▶ Document passage
:::

Corona and other viruses also appear to have different strengths of their envelopes.17 Without an envelope or with a severely damaged envelope the virus typically becomes avirulent. It may be wrong to address that respiratory corona virus agents are all the same as in case of the MERS coronavirus. The MERS corona virus is slightly more heat resistant as compared to the cold resistant corona virus strains, but it still is sensitive to extreme heat and that is proposed among the factors why the MERS-CoV may have died out in in hot summer months of the Middle Eastern summer heat. Both the glycoprotein and lipid composition of knobs on the envelope are necessary for virus attachment and penetration to the susceptible epithelial and gastrointestinal cells.

:::

▶ Record set
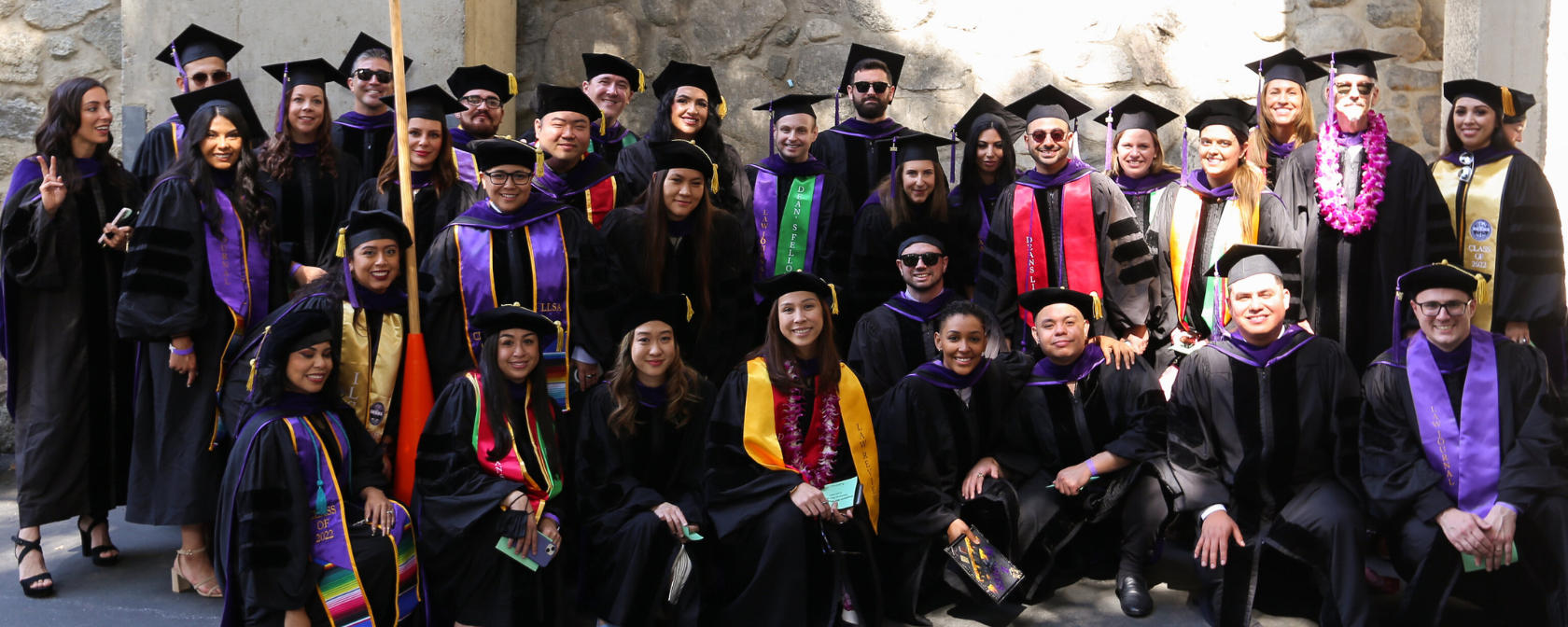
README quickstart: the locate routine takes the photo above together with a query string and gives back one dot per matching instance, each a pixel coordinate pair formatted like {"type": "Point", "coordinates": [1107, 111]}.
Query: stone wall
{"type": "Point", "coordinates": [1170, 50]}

:::

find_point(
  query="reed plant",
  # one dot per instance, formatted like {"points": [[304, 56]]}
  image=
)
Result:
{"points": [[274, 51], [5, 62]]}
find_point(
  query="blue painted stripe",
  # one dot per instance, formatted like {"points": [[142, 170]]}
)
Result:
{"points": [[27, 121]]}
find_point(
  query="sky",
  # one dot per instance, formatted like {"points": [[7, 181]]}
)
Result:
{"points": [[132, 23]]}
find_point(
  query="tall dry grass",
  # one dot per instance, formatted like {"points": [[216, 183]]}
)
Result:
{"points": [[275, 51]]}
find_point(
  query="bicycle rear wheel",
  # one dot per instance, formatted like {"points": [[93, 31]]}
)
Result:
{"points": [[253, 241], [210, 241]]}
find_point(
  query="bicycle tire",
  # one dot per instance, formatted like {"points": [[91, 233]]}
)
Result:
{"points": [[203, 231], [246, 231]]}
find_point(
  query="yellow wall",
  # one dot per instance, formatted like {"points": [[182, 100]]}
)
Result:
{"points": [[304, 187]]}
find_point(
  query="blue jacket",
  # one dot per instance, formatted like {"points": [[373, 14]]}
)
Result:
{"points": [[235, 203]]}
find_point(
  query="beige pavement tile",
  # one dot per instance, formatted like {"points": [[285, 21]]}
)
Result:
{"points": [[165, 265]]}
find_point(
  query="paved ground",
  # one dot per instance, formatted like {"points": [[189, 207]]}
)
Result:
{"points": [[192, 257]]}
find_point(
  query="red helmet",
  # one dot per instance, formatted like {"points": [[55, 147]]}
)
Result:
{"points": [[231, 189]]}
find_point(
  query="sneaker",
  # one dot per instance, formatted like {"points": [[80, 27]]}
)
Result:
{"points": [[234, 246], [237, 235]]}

:::

▶ Questions on the material
1. Summarize the passage on coronavirus envelopes in two sentences.
2. Please copy the passage on coronavirus envelopes word for word, from "Corona and other" up to and including "and gastrointestinal cells.".
Work only from the passage on coronavirus envelopes, not from the entries.

▶ Responses for each task
1. Coronaviruses and other viruses appear to have envelopes of different strengths, and a virus without an envelope or with a severely damaged one typically becomes avirulent. The MERS coronavirus is slightly more heat resistant than cold-resistant coronavirus strains but is still sensitive to extreme heat, and both the glycoprotein and lipid composition of the envelope knobs are necessary for the virus to attach to and penetrate susceptible epithelial and gastrointestinal cells.

2.
Corona and other viruses also appear to have different strengths of their envelopes.17 Without an envelope or with a severely damaged envelope the virus typically becomes avirulent. It may be wrong to address that respiratory corona virus agents are all the same as in case of the MERS coronavirus. The MERS corona virus is slightly more heat resistant as compared to the cold resistant corona virus strains, but it still is sensitive to extreme heat and that is proposed among the factors why the MERS-CoV may have died out in in hot summer months of the Middle Eastern summer heat. Both the glycoprotein and lipid composition of knobs on the envelope are necessary for virus attachment and penetration to the susceptible epithelial and gastrointestinal cells.